> **GIVEN PROBLEM**: Turn the records below into a two-column CSV with the headers "instruction" and "target", one row per record. Put each record's text in the "instruction" field and its answer in the "target" field, enclosing every field in double quotes and replacing line breaks with spaces.

INPUT RECORDS start

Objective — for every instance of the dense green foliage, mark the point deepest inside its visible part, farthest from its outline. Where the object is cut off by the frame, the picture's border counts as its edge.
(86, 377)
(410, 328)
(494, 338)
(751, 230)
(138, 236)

INPUT RECORDS end

> **ANSWER BELOW**:
instruction,target
"Objective — for every instance of the dense green foliage, mark the point deepest inside its visible part, farthest from its outline. Where the object is cut off by the frame, the picture's border counts as its edge.","(86, 377) (410, 328) (494, 338) (751, 230) (138, 236)"